## PROBLEMS TO WORK ON
**a.** Reproduce the LS1 cam thread word for word, everything from "ok now i have" down to "(Sep 6, 2005)".
**b.** In the LS1 cam thread, what rpm range does svede1212 give for the Street Sweeper HT cam being a beast?

>> Begin SELECTED TEXT

# 04 LS1 cam help



## DRFT_GTO (Sep 10, 2007)

ok now i have been reading up on cams for these things... i have much to learn as these motors are so much different then 4cyl. i am used to lol.... but hey i am trying hahaha

so here is what my problem is... 

i want to slip a cam in this bad boy, i love the lopy sounds i ahve heard BUT do i have to do alot of other work to get that kinda cam in.... like shave the pistons, upgrade injectors, possibly the pump, and do you recamend new valve springs

ultimately i would like to get the most agressive cam while avoiding doing all that as much as possible....


----------



## PEARL JAM (Sep 6, 2005)

If you do a cam, at the very least your gonna need upgraded : 

valve springs
hardened pushrods

And a tune.


----------



## DRFT_GTO (Sep 10, 2007)

thanks man, those are the answers i was looking for...

now for my next question...

what cam can i get that i will only have to do the things u listed above... looking for the most agresive cam...


----------



## svede1212 (Nov 1, 2005)

call Ed Curtis at Flowtech Inductions and he'll set you up with a custom grind to fit your goals. just don't tell him you're main goal is a lumpy idle. he's a real car guy and a cam for bling drives him nuts . a complete kit, which is well worth it, will have cam, springs, push rods, locks and titanium retainers. you'll want the Ti retainers. they are lighter weight and let you rev it up faster without valve float. youll also need a tune when you get done as it runs like crap after a cam change. i have his Street Sweeper HT (228/232 .612/.600 111 lsa) and it is a beast from 2,500 to 6,500 rpm. the right launch on the right day and i'll have a 12.1-12.2


----------



## vxssls1 (Sep 9, 2006)

look at a low 230 cam
and go a UDP while your at it


----------

>> End SELECTED TEXT
>> Begin RECORDED DATA

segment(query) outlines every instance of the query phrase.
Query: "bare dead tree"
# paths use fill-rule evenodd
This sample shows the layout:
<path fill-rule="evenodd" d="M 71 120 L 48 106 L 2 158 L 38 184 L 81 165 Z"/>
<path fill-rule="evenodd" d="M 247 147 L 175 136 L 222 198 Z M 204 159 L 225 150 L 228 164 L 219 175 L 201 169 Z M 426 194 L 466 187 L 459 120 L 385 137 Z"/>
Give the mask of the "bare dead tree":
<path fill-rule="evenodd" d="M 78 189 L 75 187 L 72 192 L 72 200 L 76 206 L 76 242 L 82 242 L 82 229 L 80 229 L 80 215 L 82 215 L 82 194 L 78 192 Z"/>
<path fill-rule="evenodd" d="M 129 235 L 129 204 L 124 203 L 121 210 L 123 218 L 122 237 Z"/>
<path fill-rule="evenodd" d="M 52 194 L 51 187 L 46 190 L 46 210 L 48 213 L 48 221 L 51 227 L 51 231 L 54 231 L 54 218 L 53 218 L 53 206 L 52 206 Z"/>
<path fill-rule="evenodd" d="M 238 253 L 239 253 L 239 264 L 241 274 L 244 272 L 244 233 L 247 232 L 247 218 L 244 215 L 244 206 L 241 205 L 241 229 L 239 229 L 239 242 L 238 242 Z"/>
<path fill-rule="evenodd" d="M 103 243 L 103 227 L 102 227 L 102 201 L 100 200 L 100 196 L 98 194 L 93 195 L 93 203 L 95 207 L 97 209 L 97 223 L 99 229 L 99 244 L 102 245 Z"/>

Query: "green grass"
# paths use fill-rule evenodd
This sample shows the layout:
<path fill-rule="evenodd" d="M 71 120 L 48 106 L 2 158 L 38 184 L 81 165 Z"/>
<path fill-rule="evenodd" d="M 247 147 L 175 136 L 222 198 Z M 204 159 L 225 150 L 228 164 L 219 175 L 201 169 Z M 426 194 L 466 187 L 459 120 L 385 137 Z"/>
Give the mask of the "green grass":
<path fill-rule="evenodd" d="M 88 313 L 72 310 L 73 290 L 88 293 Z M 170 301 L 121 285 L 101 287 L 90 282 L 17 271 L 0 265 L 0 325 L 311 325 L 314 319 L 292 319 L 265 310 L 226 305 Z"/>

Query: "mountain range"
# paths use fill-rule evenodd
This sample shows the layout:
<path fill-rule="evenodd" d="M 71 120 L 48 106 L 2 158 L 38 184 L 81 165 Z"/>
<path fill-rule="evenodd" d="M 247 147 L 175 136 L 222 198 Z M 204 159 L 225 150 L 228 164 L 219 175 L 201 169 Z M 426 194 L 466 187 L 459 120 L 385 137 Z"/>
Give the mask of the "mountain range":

>> End RECORDED DATA

## ANSWERS TO THE PROBLEMS
**a.**
ok now i have been reading up on cams for these things... i have much to learn as these motors are so much different then 4cyl. i am used to lol.... but hey i am trying hahaha

so here is what my problem is... 

i want to slip a cam in this bad boy, i love the lopy sounds i ahve heard BUT do i have to do alot of other work to get that kinda cam in.... like shave the pistons, upgrade injectors, possibly the pump, and do you recamend new valve springs

ultimately i would like to get the most agressive cam while avoiding doing all that as much as possible....


----------



## PEARL JAM (Sep 6, 2005)

**b.** From 2,500 to 6,500 rpm.